TASKS FOR THIS EXERCISE:
A – Write out the passage of the issue report about the failing index_parallel task, starting at "Following a post" and ending at "Which is silly!".
B – According to the issue report about the failing index_parallel task, why does the shuffle client log a zip decompression error instead of the real problem? Answer in one to three sentences.
C – Continue the issue report about the failing index_parallel task from the point where it stops.

── SELECTED EXTRACT

Index_parallel task fails because of error in opening zip file (running on indexers) #11478

vpeack · 2021-07-21T15:31:02Z

Hi everyone,

Following a post on ASF slack, I open up a new issue here on the advice of someone from Imply.
We are running compaction tasks through indexers that randomly fail on phase 3 (partial_index_generic_merge) with the following error message (more details below) : "error in opening zip file"

The reply we had on slack :
As to the specific error, I'm not sure if it's exactly the same as what's going on in #9993, but that issue does point out an important thing, which is that if the shuffle server returns an error, the shuffle client will not actually log out that error, but it will just log this sort of obtuse zip decompression error. (Because it's trying to unzip the error message.) This isn't good error behavior, so we should adjust that to log the actual server error instead of trying to unzip the error message. Which is silly!
This seems an indexer bug .Could you please create a BUG request in druid github project with all the details.

Affected Version

0.21.0

Description

Cluster size
1 master (coordinator/overlord)

────
── EXCERPTED DATA

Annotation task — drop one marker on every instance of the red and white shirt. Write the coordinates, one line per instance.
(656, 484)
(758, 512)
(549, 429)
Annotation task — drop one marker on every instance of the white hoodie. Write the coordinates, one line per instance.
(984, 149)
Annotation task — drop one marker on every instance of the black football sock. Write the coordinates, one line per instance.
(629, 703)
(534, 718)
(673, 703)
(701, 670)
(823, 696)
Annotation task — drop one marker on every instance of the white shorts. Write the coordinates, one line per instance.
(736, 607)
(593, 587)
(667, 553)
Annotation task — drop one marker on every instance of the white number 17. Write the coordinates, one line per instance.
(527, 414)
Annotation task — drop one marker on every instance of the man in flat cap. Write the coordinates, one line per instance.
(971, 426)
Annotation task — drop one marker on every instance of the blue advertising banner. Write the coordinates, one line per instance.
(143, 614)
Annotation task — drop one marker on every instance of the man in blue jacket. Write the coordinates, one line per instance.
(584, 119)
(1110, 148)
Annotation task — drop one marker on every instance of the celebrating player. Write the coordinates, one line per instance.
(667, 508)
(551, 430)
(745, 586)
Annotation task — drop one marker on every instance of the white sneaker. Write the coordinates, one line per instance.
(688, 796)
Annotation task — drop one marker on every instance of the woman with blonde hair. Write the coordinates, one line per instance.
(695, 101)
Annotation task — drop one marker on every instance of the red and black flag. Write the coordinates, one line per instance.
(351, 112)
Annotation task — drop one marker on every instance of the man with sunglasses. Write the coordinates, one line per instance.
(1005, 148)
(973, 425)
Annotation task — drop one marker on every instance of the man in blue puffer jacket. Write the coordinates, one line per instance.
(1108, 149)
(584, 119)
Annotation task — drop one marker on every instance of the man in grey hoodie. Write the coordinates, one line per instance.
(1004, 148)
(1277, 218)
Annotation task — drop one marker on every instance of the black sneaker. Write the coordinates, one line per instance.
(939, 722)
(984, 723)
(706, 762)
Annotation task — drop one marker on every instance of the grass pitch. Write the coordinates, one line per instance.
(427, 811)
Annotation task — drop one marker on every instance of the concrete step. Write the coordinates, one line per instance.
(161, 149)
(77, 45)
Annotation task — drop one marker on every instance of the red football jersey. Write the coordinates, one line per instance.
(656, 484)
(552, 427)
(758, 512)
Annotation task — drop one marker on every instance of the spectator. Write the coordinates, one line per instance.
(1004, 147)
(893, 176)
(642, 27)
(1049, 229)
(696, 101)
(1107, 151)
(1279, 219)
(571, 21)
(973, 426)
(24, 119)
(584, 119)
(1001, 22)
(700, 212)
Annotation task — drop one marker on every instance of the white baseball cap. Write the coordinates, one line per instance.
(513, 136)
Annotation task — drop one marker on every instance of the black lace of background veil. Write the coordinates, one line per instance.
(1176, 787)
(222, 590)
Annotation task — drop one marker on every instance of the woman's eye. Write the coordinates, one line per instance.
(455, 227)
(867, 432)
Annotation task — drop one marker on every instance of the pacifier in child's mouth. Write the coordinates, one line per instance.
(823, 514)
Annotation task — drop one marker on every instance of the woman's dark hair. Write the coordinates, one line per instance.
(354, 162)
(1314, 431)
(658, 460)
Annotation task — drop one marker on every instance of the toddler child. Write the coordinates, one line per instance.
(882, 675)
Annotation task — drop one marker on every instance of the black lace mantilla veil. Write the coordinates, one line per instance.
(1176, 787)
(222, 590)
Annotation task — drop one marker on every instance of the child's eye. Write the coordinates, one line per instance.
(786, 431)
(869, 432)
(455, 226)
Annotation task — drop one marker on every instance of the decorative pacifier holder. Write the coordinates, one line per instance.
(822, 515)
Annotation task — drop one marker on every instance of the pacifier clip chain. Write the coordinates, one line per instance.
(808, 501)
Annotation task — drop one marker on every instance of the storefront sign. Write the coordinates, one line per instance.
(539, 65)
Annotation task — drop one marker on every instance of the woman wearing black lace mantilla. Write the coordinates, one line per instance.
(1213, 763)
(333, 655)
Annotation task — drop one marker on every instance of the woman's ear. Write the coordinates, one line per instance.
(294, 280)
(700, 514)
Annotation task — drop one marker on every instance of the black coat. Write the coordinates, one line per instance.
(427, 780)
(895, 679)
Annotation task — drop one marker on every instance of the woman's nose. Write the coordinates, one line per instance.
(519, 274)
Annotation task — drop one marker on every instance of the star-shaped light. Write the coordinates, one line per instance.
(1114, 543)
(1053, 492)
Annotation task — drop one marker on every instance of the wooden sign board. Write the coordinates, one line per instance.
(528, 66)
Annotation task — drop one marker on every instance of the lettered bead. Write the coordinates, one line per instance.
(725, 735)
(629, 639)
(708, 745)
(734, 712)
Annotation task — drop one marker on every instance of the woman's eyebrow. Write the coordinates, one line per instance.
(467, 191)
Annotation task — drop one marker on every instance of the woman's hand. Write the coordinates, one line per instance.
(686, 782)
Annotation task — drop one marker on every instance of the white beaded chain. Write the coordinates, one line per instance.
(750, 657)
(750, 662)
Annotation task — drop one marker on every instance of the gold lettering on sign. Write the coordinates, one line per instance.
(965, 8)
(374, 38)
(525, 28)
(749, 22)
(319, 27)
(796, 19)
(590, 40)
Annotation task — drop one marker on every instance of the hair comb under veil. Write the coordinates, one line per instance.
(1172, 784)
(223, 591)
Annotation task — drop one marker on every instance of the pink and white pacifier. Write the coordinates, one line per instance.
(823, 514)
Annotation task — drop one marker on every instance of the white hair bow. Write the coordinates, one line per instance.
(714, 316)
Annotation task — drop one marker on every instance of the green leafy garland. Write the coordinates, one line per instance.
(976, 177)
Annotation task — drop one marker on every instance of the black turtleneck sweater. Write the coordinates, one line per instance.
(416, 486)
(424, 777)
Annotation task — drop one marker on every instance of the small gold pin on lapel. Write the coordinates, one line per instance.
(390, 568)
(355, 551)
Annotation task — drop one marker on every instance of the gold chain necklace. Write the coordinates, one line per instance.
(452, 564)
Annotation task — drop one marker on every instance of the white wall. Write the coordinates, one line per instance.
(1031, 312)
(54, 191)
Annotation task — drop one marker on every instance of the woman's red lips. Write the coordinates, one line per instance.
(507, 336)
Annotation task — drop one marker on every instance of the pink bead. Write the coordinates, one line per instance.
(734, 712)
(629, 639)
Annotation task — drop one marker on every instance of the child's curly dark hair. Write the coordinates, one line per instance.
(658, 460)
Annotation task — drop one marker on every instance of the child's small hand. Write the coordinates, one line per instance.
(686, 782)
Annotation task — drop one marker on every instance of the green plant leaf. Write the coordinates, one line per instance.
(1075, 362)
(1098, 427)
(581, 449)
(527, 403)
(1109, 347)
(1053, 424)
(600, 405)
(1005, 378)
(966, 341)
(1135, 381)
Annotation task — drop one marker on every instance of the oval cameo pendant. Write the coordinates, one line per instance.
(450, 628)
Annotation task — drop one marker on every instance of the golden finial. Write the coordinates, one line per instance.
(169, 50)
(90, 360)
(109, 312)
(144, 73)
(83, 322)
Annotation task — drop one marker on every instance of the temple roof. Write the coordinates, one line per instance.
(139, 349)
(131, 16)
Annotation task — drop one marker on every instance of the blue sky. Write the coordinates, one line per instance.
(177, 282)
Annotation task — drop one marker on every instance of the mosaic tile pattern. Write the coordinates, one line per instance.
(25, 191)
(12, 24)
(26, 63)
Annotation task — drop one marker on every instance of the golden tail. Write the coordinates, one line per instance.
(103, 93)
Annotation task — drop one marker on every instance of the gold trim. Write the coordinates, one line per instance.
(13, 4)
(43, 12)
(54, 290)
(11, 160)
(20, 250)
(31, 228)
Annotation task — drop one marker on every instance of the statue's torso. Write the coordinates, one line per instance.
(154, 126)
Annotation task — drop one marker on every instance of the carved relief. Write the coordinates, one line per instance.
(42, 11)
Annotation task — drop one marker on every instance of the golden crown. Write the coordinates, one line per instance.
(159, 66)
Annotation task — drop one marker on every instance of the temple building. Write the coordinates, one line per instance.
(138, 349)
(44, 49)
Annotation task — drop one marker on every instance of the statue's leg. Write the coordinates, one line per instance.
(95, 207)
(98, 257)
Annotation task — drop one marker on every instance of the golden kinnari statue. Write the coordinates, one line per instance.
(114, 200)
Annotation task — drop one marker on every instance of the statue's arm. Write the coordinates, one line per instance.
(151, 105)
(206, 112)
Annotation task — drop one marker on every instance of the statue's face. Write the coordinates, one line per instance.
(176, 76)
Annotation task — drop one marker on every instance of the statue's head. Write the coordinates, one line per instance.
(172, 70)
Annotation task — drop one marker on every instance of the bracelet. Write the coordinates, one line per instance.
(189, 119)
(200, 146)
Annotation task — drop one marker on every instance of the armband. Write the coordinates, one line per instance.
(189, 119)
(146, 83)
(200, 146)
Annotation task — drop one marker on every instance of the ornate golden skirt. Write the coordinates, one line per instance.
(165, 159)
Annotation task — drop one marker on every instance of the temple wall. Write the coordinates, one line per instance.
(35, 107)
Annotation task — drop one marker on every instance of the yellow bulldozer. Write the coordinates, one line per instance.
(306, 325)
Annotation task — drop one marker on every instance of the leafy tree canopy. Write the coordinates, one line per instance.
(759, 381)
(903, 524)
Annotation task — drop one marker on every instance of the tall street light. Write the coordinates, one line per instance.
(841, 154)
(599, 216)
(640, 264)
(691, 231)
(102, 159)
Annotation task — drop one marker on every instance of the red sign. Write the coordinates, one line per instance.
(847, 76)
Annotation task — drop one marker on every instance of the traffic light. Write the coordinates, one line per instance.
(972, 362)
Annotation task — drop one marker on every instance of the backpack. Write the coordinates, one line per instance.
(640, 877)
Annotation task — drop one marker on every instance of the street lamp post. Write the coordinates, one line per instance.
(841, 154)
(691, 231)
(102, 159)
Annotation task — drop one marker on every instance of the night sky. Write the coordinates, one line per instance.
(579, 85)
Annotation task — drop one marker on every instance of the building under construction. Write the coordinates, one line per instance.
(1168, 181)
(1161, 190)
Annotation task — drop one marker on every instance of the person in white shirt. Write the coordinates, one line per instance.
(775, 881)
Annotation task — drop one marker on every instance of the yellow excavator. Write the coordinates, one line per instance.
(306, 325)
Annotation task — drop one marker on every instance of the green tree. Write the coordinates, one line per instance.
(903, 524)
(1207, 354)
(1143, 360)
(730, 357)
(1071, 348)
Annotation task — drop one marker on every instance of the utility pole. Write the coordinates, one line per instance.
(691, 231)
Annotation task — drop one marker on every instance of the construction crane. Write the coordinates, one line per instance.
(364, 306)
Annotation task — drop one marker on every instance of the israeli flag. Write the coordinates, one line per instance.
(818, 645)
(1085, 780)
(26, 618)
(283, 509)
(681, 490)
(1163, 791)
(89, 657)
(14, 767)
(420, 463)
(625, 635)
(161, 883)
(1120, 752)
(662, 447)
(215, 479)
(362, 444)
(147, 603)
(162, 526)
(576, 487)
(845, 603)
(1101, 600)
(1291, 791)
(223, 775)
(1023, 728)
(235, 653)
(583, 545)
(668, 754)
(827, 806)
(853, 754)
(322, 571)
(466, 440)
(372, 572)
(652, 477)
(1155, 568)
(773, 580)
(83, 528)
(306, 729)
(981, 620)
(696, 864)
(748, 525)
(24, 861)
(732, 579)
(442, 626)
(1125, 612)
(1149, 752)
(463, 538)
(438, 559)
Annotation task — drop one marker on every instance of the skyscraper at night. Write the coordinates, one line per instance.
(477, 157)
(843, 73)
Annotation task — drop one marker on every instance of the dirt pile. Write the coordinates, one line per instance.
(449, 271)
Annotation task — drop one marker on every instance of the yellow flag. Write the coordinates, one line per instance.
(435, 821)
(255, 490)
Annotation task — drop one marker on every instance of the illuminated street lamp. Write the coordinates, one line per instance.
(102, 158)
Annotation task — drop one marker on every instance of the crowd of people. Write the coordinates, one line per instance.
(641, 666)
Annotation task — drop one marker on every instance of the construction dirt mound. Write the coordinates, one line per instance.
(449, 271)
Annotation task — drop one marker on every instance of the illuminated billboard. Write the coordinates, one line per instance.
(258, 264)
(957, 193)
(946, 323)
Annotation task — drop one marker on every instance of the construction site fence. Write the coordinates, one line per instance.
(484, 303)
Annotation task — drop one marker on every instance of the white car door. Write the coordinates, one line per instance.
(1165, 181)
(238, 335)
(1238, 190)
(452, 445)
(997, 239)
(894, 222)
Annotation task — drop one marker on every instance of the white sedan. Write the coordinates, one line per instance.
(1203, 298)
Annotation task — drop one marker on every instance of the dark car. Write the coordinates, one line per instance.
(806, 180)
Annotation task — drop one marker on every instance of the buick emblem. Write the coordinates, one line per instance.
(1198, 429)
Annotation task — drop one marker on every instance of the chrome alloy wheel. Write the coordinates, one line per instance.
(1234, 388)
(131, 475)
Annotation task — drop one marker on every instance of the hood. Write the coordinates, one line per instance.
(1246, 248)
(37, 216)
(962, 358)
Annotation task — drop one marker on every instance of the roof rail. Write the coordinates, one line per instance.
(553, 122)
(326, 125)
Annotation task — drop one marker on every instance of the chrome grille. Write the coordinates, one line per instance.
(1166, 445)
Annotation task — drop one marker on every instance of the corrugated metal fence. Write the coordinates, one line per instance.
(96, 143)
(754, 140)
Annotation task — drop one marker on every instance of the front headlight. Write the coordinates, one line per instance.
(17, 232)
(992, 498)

────

ANSWERS FOR THE TASKS:
A –
Following a post on ASF slack, I open up a new issue here on the advice of someone from Imply.
We are running compaction tasks through indexers that randomly fail on phase 3 (partial_index_generic_merge) with the following error message (more details below) : "error in opening zip file"

The reply we had on slack :
As to the specific error, I'm not sure if it's exactly the same as what's going on in #9993, but that issue does point out an important thing, which is that if the shuffle server returns an error, the shuffle client will not actually log out that error, but it will just log this sort of obtuse zip decompression error. (Because it's trying to unzip the error message.) This isn't good error behavior, so we should adjust that to log the actual server error instead of trying to unzip the error message. Which is silly!

B – When the shuffle server returns an error, the shuffle client does not log that error. It tries to unzip the error message instead, and that attempt produces the obtuse zip decompression error.

C –
2 routers/brokers
~10 historicals
~20 indexers (dedicated to these tasks) + ~5 indexers for realtime ingestion (kafka)
~30TB data
Configurations in use
Spec object we are using :
{ "type": "index_parallel", "spec": { "ioConfig": { "type": "index_parallel", "inputSource": { "type": "druid", "dataSource": "events", "interval": "2021-07-13T00:00:00/2021-07-14T00:00:00" } }, "tuningConfig": { "type": "index_parallel", "partitionsSpec": { "type": "hashed", "maxRowsPerSegment": 800000 }, "forceGuaranteedRollup": true, "maxNumConcurrentSubTasks": 40, "totalNumMergeTasks": 20, "maxRetry": 10, "maxPendingPersists": 1, "maxRowsPerSegment": 800000 }, "dataSchema": { "dataSource": "events", "granularitySpec": { "type": "uniform", "queryGranularity": "HOUR", "segmentGranularity": "HOUR", "rollup": true }, "timestampSpec": { "column": "__time", "format": "iso" }, "dimensionsSpec": { }, "metricsSpec": [ ] } } }
Steps to reproduce the problem
Happens randomly
The error message or stack traces encountered. Providing more context, such as nearby log messages or even entire logs, can be helpful.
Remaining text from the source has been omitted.